■ **Exercise**:
For the records below, give the number of lines that include the string "query". Nothing else belongs in the answer.

--- Data under study Enclosed Below ---

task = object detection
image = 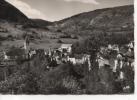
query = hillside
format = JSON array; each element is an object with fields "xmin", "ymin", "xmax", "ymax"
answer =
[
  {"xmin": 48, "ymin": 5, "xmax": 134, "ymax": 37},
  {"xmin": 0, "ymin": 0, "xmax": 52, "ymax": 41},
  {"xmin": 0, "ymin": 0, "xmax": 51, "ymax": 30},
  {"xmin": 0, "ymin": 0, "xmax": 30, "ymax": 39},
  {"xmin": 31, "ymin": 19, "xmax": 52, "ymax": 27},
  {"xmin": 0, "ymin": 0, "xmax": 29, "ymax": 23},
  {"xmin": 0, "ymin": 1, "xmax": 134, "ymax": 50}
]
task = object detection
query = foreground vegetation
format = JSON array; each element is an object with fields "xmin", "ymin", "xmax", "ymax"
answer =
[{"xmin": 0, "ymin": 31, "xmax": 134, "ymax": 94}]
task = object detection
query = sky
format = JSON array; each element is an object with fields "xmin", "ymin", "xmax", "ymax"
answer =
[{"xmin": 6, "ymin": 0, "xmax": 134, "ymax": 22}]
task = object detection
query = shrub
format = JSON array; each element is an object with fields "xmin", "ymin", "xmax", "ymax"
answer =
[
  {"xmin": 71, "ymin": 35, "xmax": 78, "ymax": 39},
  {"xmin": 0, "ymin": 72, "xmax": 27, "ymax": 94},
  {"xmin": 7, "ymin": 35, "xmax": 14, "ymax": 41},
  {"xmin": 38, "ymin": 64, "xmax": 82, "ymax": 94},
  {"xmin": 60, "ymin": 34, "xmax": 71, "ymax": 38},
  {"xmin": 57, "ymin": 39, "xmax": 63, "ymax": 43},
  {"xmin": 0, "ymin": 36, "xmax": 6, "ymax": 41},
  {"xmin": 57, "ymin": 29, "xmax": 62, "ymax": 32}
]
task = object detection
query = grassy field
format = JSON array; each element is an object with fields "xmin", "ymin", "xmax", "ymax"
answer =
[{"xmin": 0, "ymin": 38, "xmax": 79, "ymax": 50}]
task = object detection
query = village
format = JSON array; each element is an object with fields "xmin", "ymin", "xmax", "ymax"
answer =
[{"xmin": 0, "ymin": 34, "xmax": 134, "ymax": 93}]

--- End of Enclosed Data under study ---
--- Data under study Enclosed Below ---

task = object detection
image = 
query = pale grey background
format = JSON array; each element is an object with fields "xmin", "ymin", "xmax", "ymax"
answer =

--- End of Enclosed Data under study ---
--- Data under study Enclosed Below ---

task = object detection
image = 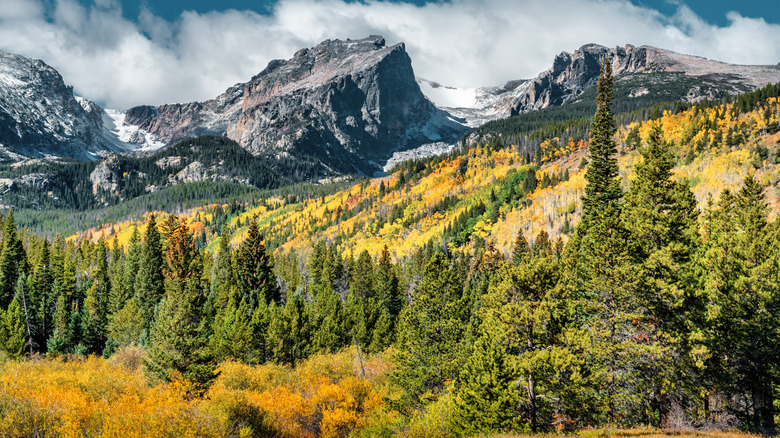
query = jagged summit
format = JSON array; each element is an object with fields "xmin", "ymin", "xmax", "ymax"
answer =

--- End of Enclosed Data under study ---

■ **Solution to this problem**:
8